- [TASK STATEMENT]
Find the line that contains "Practice step: put one dot on the palm tree" in the entries below. Output it and each later line exactly, and nothing else.

- [MATERIAL PROVIDED]

# # # #

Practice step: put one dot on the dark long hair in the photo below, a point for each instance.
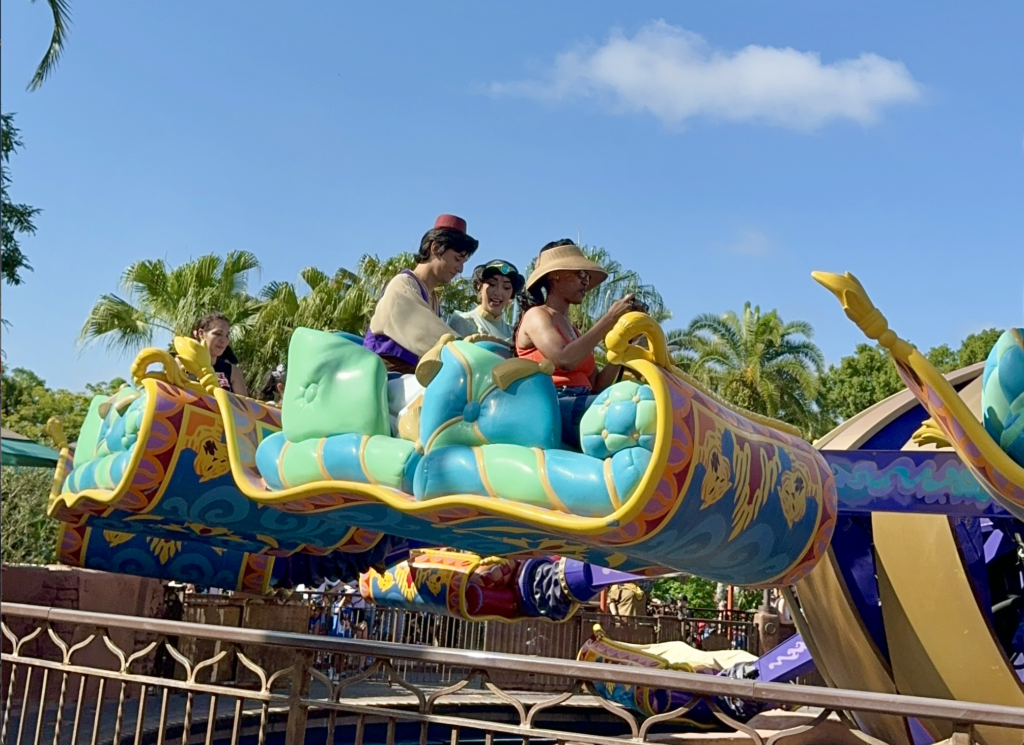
(441, 239)
(208, 320)
(535, 296)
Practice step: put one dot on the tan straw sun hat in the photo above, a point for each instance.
(565, 258)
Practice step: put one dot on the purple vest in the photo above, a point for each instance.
(382, 345)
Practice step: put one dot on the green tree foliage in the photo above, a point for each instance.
(161, 299)
(27, 404)
(60, 10)
(29, 534)
(621, 282)
(977, 346)
(14, 218)
(859, 381)
(342, 302)
(757, 361)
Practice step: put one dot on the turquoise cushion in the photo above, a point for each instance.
(1003, 393)
(623, 415)
(462, 405)
(334, 386)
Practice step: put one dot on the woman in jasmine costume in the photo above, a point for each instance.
(496, 283)
(562, 277)
(407, 320)
(214, 331)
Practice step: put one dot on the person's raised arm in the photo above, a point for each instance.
(542, 333)
(408, 319)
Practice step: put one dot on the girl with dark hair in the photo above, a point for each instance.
(271, 389)
(496, 283)
(213, 330)
(562, 276)
(407, 320)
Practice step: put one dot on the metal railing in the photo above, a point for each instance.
(57, 688)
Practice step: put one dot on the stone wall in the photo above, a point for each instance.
(83, 589)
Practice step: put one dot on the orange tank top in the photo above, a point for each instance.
(579, 377)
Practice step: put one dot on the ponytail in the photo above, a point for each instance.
(525, 300)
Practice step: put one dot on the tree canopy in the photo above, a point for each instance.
(14, 218)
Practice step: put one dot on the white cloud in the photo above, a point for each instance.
(676, 75)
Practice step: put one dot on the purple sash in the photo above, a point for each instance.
(382, 345)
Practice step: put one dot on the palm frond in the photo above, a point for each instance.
(61, 20)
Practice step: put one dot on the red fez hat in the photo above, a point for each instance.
(450, 222)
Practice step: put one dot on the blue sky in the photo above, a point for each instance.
(724, 150)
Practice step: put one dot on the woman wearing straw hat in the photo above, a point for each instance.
(407, 320)
(561, 278)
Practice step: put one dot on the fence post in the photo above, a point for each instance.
(963, 734)
(297, 711)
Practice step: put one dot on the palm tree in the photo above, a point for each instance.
(755, 360)
(171, 301)
(262, 344)
(61, 20)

# # # #

- [TASK SOLUTION]
Practice step: put one dot on the palm tree in the photo above, a point for each instance.
(755, 360)
(171, 301)
(262, 344)
(61, 20)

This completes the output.